Your task.
Convert the entries below into a numbered list with one line per item, skipping blank lines. Leave the pictures out.

───── Dataset rows

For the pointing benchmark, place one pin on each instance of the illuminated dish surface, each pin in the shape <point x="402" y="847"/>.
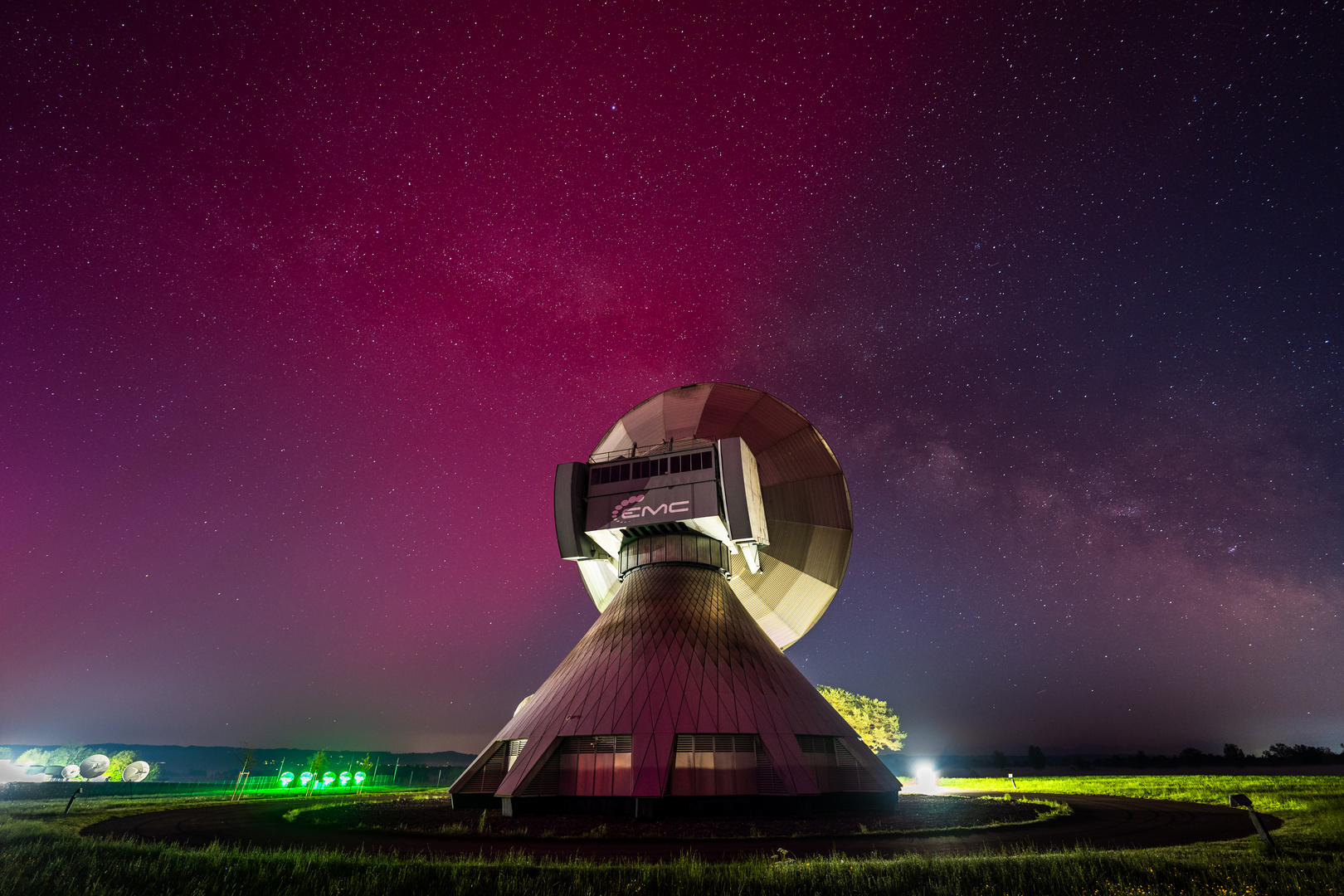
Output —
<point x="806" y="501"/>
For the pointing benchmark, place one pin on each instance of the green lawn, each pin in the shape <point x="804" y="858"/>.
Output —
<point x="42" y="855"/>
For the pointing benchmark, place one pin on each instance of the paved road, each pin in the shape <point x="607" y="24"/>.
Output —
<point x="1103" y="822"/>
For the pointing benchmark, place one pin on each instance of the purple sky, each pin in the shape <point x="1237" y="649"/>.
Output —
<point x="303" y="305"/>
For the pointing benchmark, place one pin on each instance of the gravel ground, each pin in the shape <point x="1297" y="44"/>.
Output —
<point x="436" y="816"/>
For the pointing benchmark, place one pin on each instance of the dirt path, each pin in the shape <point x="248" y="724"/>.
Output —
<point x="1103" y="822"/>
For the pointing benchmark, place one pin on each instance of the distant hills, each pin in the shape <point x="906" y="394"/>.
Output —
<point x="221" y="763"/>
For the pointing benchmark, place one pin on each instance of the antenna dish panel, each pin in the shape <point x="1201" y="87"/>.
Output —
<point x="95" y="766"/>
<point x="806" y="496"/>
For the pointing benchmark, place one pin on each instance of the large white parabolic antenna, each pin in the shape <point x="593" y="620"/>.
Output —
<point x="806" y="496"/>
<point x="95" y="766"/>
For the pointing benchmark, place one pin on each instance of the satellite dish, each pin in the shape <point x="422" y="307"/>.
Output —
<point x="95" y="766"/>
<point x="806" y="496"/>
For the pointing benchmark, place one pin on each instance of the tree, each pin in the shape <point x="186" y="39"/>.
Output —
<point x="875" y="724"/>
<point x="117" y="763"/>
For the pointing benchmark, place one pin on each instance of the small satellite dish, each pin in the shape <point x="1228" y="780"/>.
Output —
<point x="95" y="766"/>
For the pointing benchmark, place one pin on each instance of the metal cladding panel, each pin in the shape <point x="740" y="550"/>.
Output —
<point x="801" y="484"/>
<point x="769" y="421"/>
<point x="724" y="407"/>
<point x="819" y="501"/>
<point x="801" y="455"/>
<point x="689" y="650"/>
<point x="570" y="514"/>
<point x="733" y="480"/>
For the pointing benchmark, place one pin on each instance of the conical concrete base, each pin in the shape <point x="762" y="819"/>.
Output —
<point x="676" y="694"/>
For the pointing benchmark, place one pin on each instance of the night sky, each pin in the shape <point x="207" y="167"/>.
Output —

──────────

Reply.
1. For the pointing benchmark, place one pin on each instance of the illuminated dish surface, each pin in the shape <point x="402" y="847"/>.
2. Output —
3. <point x="806" y="501"/>
4. For the pointing benchmark, place one pin on each instance of the green lawn, each pin in the shape <point x="804" y="858"/>.
5. Output —
6. <point x="42" y="855"/>
7. For the pointing benchmark, place one pin on each instance of the paved road, each pin in the shape <point x="607" y="24"/>.
8. Output —
9. <point x="1103" y="822"/>
10. For the pointing benchmark, place one pin on each instance of the purple sky, each pin in the shape <point x="1237" y="649"/>.
11. Output —
12. <point x="303" y="305"/>
13. For the pointing benchmark, place one pin on each instance of the gravel ground, each pin in the shape <point x="1297" y="44"/>.
14. Output —
15. <point x="436" y="816"/>
16. For the pointing benchmark, place one pin on each instance of the dirt path, each pin in the shape <point x="248" y="724"/>.
17. Output —
18. <point x="1103" y="822"/>
19. For the pointing benchmark, place one pin on each instance of the distant hills, each pin in the shape <point x="906" y="394"/>.
20. Output —
21. <point x="221" y="763"/>
22. For the pointing benchmark, place one pin on each instance of the antenna dish panel, each pin in the shape <point x="1201" y="87"/>.
23. Output —
24. <point x="95" y="766"/>
25. <point x="806" y="496"/>
26. For the pointing benchmark, place one pin on each instance of the large white parabolic antenna, each pin in the shape <point x="593" y="620"/>.
27. Output —
28. <point x="806" y="496"/>
29. <point x="95" y="766"/>
30. For the pointing benchmark, place one pin on each instance of the satellite dish, each pin in the shape <point x="422" y="307"/>.
31. Output —
32. <point x="95" y="766"/>
33. <point x="806" y="496"/>
34. For the pointing benchmark, place one pin on each instance of the tree, each pin in the shape <point x="186" y="39"/>.
35. Output —
36. <point x="875" y="724"/>
37. <point x="117" y="763"/>
38. For the pointing benchmark, place one pin on each instance of the small satellite dish, each pin in the shape <point x="1228" y="780"/>.
39. Output —
40. <point x="95" y="766"/>
41. For the pointing benchmark, place one pin on each instance of the metal cladding panel, each pin in the shape <point x="740" y="550"/>.
42. Output —
43. <point x="801" y="484"/>
44. <point x="769" y="421"/>
45. <point x="724" y="407"/>
46. <point x="819" y="501"/>
47. <point x="801" y="455"/>
48. <point x="689" y="650"/>
49. <point x="570" y="514"/>
50. <point x="733" y="480"/>
51. For the pointing benchmark, place one pin on each instance of the conical concrete base, each pin in the shape <point x="762" y="819"/>.
52. Output —
53. <point x="676" y="694"/>
54. For the pointing benchmark, place one pin on each instance of the night sky, each pin in the shape <point x="207" y="167"/>.
55. Output —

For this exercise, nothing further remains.